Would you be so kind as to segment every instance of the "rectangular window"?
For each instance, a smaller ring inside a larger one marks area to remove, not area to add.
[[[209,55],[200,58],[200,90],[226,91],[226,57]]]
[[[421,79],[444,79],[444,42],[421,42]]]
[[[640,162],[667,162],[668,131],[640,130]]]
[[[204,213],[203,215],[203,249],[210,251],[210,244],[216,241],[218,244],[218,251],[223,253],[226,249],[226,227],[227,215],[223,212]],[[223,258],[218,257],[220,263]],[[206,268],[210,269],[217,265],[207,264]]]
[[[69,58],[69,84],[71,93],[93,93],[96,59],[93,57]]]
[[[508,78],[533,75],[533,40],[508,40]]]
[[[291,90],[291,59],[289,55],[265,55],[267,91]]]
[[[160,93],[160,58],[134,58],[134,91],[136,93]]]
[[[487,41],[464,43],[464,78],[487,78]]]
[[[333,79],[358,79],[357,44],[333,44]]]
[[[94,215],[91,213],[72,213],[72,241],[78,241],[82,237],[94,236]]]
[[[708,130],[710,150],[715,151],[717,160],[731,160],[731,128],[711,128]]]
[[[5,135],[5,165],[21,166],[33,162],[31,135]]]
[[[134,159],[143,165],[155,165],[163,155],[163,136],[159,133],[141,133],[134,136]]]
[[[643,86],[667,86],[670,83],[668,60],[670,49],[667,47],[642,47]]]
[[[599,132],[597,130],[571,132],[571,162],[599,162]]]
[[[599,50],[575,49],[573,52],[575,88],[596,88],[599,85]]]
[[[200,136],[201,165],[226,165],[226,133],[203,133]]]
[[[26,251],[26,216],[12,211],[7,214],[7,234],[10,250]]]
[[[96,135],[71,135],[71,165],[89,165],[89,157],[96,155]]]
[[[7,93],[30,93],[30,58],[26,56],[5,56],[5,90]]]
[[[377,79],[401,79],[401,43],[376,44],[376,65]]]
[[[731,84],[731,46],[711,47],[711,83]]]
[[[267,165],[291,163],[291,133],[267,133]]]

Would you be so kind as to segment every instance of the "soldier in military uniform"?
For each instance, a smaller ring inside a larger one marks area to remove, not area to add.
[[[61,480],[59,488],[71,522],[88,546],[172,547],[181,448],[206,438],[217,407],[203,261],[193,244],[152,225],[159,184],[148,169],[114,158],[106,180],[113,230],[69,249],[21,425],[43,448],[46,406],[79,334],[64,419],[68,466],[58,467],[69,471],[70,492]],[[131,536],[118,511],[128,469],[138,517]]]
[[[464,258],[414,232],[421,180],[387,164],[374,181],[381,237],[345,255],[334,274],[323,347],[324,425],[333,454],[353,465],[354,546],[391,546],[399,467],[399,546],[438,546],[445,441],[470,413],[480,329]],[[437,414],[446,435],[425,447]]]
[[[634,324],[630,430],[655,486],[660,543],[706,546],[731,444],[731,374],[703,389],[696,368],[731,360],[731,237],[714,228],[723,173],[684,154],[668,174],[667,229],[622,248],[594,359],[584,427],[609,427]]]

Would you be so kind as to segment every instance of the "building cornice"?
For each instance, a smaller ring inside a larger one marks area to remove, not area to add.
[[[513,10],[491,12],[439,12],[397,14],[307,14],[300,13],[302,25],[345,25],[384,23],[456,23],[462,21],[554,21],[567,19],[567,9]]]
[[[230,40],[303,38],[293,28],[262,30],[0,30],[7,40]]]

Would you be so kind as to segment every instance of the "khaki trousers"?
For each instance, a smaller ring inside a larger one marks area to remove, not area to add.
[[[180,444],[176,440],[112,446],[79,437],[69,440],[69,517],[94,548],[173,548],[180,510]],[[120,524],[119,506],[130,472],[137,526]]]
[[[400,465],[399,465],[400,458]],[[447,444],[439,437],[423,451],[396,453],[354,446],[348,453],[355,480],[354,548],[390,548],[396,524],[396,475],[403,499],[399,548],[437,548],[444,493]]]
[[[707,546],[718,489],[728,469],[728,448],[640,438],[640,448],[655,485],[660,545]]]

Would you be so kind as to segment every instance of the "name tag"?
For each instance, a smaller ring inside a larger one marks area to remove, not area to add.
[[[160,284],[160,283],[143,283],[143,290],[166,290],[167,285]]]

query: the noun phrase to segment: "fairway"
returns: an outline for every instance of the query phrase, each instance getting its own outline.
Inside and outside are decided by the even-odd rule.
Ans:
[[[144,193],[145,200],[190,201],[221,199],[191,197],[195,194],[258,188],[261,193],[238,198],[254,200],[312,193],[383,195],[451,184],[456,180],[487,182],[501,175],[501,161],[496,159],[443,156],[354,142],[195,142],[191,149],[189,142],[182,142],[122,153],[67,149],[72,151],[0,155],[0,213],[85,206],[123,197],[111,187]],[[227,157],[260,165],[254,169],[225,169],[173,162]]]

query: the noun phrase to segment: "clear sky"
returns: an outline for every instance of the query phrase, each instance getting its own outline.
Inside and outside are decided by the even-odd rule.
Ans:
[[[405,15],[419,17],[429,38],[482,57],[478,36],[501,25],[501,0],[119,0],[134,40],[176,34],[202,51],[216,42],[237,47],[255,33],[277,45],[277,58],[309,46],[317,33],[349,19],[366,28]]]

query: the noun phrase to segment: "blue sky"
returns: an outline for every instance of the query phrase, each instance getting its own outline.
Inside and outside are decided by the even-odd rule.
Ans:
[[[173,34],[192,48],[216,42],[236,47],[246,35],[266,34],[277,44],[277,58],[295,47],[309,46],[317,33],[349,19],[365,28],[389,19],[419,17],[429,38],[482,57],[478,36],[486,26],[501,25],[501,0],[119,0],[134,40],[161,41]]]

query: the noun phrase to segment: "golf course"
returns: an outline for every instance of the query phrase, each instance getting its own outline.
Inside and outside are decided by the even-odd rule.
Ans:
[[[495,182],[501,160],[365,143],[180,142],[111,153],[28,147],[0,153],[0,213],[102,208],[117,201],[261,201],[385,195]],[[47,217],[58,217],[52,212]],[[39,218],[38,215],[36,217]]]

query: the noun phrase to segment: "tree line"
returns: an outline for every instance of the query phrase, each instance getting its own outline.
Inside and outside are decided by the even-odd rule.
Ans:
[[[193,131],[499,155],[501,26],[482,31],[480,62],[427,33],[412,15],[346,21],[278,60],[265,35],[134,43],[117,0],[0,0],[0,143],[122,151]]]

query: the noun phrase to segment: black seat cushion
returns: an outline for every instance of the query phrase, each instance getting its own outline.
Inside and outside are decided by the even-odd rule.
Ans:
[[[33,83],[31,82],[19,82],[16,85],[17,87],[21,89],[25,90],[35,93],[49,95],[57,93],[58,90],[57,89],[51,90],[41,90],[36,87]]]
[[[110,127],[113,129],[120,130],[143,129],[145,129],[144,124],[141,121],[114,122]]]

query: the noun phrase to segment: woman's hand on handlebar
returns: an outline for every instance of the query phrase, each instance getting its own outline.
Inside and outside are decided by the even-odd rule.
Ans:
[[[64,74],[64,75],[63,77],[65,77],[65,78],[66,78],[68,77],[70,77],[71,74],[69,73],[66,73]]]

|---|

# To be done
Can you write out the records above again, switching every "every instance" to "every occurrence" and leaving everything else unchanged?

# Reply to the exercise
Would you be so kind as to segment every occurrence of the "rectangular window"?
For each instance, a smaller ring inside a larger one marks area to remove, not area to add.
[[[209,55],[200,58],[200,90],[226,91],[226,57]]]
[[[421,79],[444,79],[444,42],[421,42]]]
[[[640,162],[667,162],[668,131],[640,130]]]
[[[204,213],[203,215],[203,249],[210,251],[210,244],[216,241],[218,244],[218,251],[223,253],[226,249],[226,227],[227,215],[223,212]],[[223,258],[218,257],[220,263]],[[206,268],[210,269],[217,265],[207,264]]]
[[[69,58],[69,84],[71,93],[93,93],[96,59],[93,57]]]
[[[508,78],[533,75],[533,40],[508,40]]]
[[[291,90],[291,59],[289,55],[265,55],[267,91]]]
[[[160,93],[160,58],[134,58],[134,91],[136,93]]]
[[[487,41],[464,43],[464,78],[487,78]]]
[[[333,79],[358,79],[357,44],[333,44]]]
[[[94,215],[91,213],[72,213],[72,241],[78,241],[82,237],[94,236]]]
[[[708,130],[710,150],[715,151],[717,160],[731,160],[731,128],[711,128]]]
[[[5,135],[5,165],[21,166],[33,162],[31,135]]]
[[[134,159],[143,165],[155,165],[163,155],[163,136],[159,133],[141,133],[134,136]]]
[[[643,86],[667,86],[670,83],[668,60],[670,49],[667,47],[642,47]]]
[[[599,132],[597,130],[571,132],[571,162],[599,162]]]
[[[599,50],[575,49],[573,52],[575,88],[596,88],[599,85]]]
[[[200,136],[201,165],[226,165],[226,133],[203,133]]]
[[[26,251],[26,216],[12,211],[7,214],[7,234],[10,250]]]
[[[96,135],[71,135],[71,165],[89,165],[89,157],[96,155]]]
[[[7,93],[30,93],[30,58],[26,56],[5,56],[5,90]]]
[[[377,79],[401,79],[401,43],[376,44],[376,65]]]
[[[731,84],[731,46],[711,47],[711,83]]]
[[[267,165],[291,163],[291,133],[267,133]]]

Would you be so kind as to segment every occurrence of the "soldier in military uniform"?
For each instance, a smaller ring inside a larger one marks area to remove, not area to add.
[[[61,480],[59,488],[71,522],[88,546],[172,547],[181,448],[206,438],[217,407],[203,261],[193,244],[152,225],[159,184],[148,169],[114,158],[106,180],[113,230],[69,249],[21,425],[43,448],[46,406],[79,334],[64,419],[68,466],[58,467],[69,471],[70,492]],[[131,536],[118,511],[128,469],[138,517]]]
[[[464,258],[414,232],[421,180],[387,164],[374,181],[381,237],[345,255],[334,274],[323,347],[324,425],[333,454],[353,465],[354,546],[391,546],[399,467],[399,546],[438,546],[445,441],[470,413],[480,329]],[[437,414],[446,435],[425,447]]]
[[[634,324],[630,430],[655,486],[660,543],[706,546],[731,444],[731,374],[703,389],[696,368],[731,360],[731,237],[714,228],[723,173],[684,154],[668,174],[667,229],[622,248],[594,359],[584,427],[609,427]]]

Would you be so kind as to segment every occurrence of the "building cornice"?
For each instance, a smaller ring inside a larger one marks area to remove, not area to add.
[[[513,10],[491,12],[439,12],[397,14],[307,14],[300,13],[302,25],[345,25],[384,23],[456,23],[462,21],[554,21],[567,19],[567,9]]]
[[[230,40],[303,38],[293,28],[262,30],[0,30],[7,40]]]

Would you be so kind as to segment every occurrence of the "khaki trousers"?
For each instance, a smaller ring inside a larger one marks area to remove, not area to add.
[[[180,444],[176,440],[112,446],[79,437],[69,440],[69,517],[94,548],[173,548],[180,510]],[[120,524],[119,506],[130,472],[137,526]]]
[[[400,465],[399,465],[400,458]],[[447,444],[439,437],[423,451],[396,453],[354,446],[348,453],[355,480],[354,548],[390,548],[396,524],[396,475],[403,499],[399,548],[437,548],[444,493]]]
[[[707,546],[718,489],[728,469],[728,448],[640,438],[640,448],[655,485],[660,545]]]

Would you be so kind as to segment every occurrence of the "name tag"?
For each instance, a smaller ring inside a larger one marks area to remove, not area to add.
[[[160,284],[160,283],[143,283],[143,290],[166,290],[167,285]]]

query: the noun phrase to segment: "fairway"
returns: an outline for every occurrence of the query phrase, each instance getting its own outline.
Inside and outside are decided by the even-odd rule.
Ans:
[[[144,193],[145,200],[190,201],[221,199],[191,197],[195,194],[258,188],[261,193],[238,198],[254,200],[312,193],[383,195],[451,184],[456,180],[487,182],[501,175],[501,161],[496,159],[443,156],[354,142],[195,142],[191,149],[189,142],[182,142],[122,153],[67,149],[72,151],[0,155],[0,213],[85,206],[123,197],[111,187]],[[227,157],[260,165],[254,169],[225,169],[173,162]]]

query: the noun phrase to segment: "clear sky"
returns: an outline for every occurrence of the query phrase, each instance getting its own outline.
Inside and outside are decided by the even-odd rule.
Ans:
[[[405,15],[419,17],[429,38],[482,57],[478,36],[501,25],[501,0],[119,0],[134,40],[176,34],[202,51],[216,42],[237,47],[255,33],[277,45],[277,58],[309,46],[317,33],[349,19],[366,28]]]

query: the noun phrase to segment: "blue sky"
returns: an outline for every occurrence of the query phrase, each instance getting its own outline.
Inside and outside are decided by the even-odd rule.
Ans:
[[[173,34],[192,48],[216,42],[236,47],[246,35],[266,34],[277,44],[277,58],[295,47],[309,46],[317,33],[349,19],[365,28],[389,19],[419,17],[429,38],[482,57],[478,36],[486,26],[501,25],[501,0],[119,0],[134,40],[161,41]]]

query: the noun phrase to segment: "golf course"
returns: an outline for every occurrence of the query phrase, each instance getting its own outline.
Inside and outside are decided by the even-odd rule.
Ans:
[[[495,182],[501,160],[365,143],[180,142],[111,153],[28,147],[0,153],[0,213],[102,208],[117,201],[261,201],[385,195]],[[47,217],[58,217],[52,212]],[[39,218],[38,215],[36,217]]]

query: the noun phrase to segment: "tree line"
returns: an outline for every occurrence of the query phrase, each instance getting its own outline.
Inside and outside are decided by the even-odd rule.
Ans:
[[[193,131],[499,155],[501,26],[482,31],[480,62],[427,33],[412,15],[346,21],[278,60],[265,35],[134,43],[117,0],[0,0],[0,143],[122,151]]]

query: the noun phrase to segment: black seat cushion
returns: an outline for every occurrence of the query phrase, each instance getting its own outline.
Inside and outside are decided by the even-odd rule.
Ans:
[[[33,83],[31,82],[19,82],[16,85],[17,87],[21,89],[25,90],[35,93],[49,95],[57,93],[58,90],[57,89],[51,90],[41,90],[36,87]]]
[[[110,127],[113,129],[120,130],[143,129],[145,129],[144,124],[141,121],[114,122]]]

query: the noun phrase to segment: woman's hand on handlebar
returns: an outline for every occurrence of the query phrase, each instance getting its own outline.
Inside and outside are decided by the even-odd rule.
Ans:
[[[64,74],[64,75],[63,77],[65,77],[65,78],[66,78],[68,77],[70,77],[71,74],[69,73],[66,73]]]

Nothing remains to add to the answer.